*EXERCISE BRIEF:* A faithful transcription of all lines below is the expected answer.
━━━ RECORDS FOR PROCESSING
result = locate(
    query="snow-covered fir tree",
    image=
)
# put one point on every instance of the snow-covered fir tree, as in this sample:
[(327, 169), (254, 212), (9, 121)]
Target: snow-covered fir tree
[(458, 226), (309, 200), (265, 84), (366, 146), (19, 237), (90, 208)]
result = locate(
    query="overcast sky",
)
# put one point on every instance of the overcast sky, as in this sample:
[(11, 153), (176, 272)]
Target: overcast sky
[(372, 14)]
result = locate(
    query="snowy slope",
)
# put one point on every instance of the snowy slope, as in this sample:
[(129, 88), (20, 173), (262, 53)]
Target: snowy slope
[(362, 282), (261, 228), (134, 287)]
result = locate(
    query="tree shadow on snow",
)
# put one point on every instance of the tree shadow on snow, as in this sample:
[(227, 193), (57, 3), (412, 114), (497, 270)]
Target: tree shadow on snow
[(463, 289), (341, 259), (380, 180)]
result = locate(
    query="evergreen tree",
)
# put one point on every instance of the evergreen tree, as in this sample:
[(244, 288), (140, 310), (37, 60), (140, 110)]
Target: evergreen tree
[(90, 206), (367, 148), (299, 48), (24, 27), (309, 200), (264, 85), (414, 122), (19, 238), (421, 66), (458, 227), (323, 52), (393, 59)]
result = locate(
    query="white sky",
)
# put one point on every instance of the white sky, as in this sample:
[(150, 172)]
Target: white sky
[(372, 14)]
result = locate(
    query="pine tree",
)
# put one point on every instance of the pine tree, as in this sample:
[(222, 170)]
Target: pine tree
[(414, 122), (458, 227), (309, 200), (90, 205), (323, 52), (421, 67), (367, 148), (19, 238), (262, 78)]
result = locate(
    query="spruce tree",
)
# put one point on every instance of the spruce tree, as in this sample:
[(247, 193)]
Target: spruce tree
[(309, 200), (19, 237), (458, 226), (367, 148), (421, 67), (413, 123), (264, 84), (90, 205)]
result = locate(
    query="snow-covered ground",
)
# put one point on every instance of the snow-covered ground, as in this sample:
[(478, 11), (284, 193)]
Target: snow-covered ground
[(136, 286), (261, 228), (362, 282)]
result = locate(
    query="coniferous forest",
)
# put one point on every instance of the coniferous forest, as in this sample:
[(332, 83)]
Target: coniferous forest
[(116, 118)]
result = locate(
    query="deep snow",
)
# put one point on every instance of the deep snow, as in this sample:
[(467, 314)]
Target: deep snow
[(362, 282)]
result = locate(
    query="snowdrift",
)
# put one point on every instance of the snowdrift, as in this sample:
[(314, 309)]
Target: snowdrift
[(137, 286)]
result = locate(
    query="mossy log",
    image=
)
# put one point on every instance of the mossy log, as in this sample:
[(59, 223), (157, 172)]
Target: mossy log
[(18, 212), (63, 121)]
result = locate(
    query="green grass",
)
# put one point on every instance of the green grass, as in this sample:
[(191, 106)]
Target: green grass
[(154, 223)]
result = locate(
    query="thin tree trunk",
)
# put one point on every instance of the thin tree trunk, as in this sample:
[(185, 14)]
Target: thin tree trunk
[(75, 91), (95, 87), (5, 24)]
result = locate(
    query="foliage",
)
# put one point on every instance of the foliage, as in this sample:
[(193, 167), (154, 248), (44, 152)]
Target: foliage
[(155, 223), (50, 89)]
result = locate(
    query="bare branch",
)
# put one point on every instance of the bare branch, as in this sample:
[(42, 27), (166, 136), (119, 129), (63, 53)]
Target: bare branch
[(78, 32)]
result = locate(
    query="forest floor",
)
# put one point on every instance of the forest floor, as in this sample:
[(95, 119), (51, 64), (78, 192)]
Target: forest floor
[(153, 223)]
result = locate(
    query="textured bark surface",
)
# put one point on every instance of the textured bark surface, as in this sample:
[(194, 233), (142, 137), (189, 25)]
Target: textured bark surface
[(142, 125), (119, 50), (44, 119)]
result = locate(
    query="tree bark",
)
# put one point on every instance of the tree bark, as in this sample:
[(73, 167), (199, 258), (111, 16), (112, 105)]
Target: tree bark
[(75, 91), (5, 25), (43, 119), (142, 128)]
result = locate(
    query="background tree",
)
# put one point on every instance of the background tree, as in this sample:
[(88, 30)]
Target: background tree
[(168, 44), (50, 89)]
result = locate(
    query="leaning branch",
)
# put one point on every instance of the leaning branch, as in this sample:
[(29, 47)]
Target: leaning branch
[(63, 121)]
━━━━━━
*ANSWER TO THIS PROBLEM:*
result = locate(
    query="snow-covered fir tree",
    image=
)
# put one point on every instance of the snow-covered fir tree, as in this sample:
[(327, 169), (254, 212), (9, 121)]
Target: snow-covered fir tree
[(458, 226), (309, 200), (265, 84), (366, 146), (19, 237), (90, 208)]
result = locate(
    query="overcast sky",
)
# put one point on every instance of the overcast sky, as in this sample:
[(11, 153), (176, 272)]
Target: overcast sky
[(372, 14)]
result = locate(
    query="snowy slope",
)
# put one point on every instance of the snowy slope, as in this sample:
[(129, 88), (20, 173), (262, 53)]
Target: snowy slope
[(362, 282), (261, 228), (134, 287)]
result = locate(
    query="tree shadow on snow",
)
# put one point on every instance of the tree shadow on snow, as in this sample:
[(227, 193), (57, 3), (412, 114), (497, 270)]
Target: tree shadow on snow
[(463, 289), (341, 259), (380, 180)]
result = locate(
    query="evergreen tree",
)
# put one point on every instance of the evergreen tree, as in this sample:
[(244, 288), (140, 310), (37, 60), (140, 110)]
Target: evergreen tree
[(90, 206), (367, 148), (299, 48), (24, 27), (309, 200), (264, 85), (414, 122), (19, 238), (421, 66), (458, 227), (323, 52), (393, 59)]
result = locate(
    query="white sky",
)
# put one point on every instance of the white sky, as in this sample:
[(150, 172)]
Target: white sky
[(372, 14)]
result = locate(
    query="pine tree",
)
# put one point on every instance of the pine tree, as in this sample:
[(222, 170)]
Target: pine tree
[(414, 122), (458, 227), (309, 200), (90, 205), (323, 52), (421, 67), (367, 148), (19, 238), (262, 78)]
result = locate(
    query="spruce tree",
)
# put one point on every instance of the spruce tree, as in this sample:
[(247, 193)]
Target: spruce tree
[(309, 200), (19, 237), (458, 226), (367, 148), (421, 67), (413, 123), (264, 84), (90, 205)]
result = locate(
    query="snow-covered ground",
)
# put one point on every instance of the snow-covered ground, as in this sample:
[(478, 11), (284, 193)]
Target: snow-covered ground
[(136, 286), (261, 228), (362, 282)]
result = locate(
    query="coniferous forest",
)
# put one point on every instance of the coniferous forest, as in this sample:
[(332, 83)]
Target: coniferous forest
[(116, 118)]
result = locate(
    query="deep snow",
)
# put one point on every instance of the deep snow, as in this sample:
[(467, 314)]
Target: deep snow
[(362, 282)]
result = locate(
    query="snowdrift",
)
# put one point on every instance of the snowdrift, as in this sample:
[(314, 309)]
Target: snowdrift
[(137, 286)]
result = locate(
    query="mossy log",
    image=
)
# put one point on every instance of the mossy log, as in this sample:
[(59, 223), (157, 172)]
Target: mossy log
[(18, 212), (63, 121)]
result = locate(
    query="green grass",
)
# put one point on every instance of the green grass, as in this sample:
[(191, 106)]
Target: green grass
[(154, 223)]
result = locate(
    query="thin tree trunk",
)
# put one point on every instance of the thin tree trunk, as in this sample:
[(185, 14)]
Target: thin tree trunk
[(75, 91), (95, 87), (5, 24)]
result = locate(
    query="foliage",
)
# put one point on every instance of the foliage, as in this sample:
[(193, 167), (154, 248), (44, 152)]
Target: foliage
[(155, 223), (50, 89)]
result = locate(
    query="bare branch",
)
# put one point on every instance of the bare branch, as in this sample:
[(42, 27), (166, 136), (119, 129), (63, 53)]
Target: bare branch
[(78, 32)]
result = locate(
    query="forest floor",
)
# put one point on every instance of the forest floor, as in this sample:
[(95, 119), (51, 64), (78, 192)]
Target: forest floor
[(153, 223)]
result = locate(
    query="textured bark surface",
)
# put one point on every instance of the textured bark surface, as in this sample:
[(194, 233), (142, 137), (189, 25)]
Target: textured bark surface
[(142, 125), (119, 50), (44, 119)]
result = locate(
    query="tree bark",
)
# put one point on every instance of the tree bark, as in this sample:
[(73, 167), (199, 258), (111, 16), (112, 105)]
Target: tree bark
[(75, 91), (5, 25), (43, 119), (142, 128)]
result = locate(
    query="background tree",
)
# put one point on every instance of the background tree, as in this sample:
[(88, 30)]
Target: background tree
[(168, 44), (50, 89)]
result = locate(
    query="leaning branch",
)
# put one point on every instance of the leaning branch, as in this sample:
[(29, 47)]
Target: leaning branch
[(63, 121)]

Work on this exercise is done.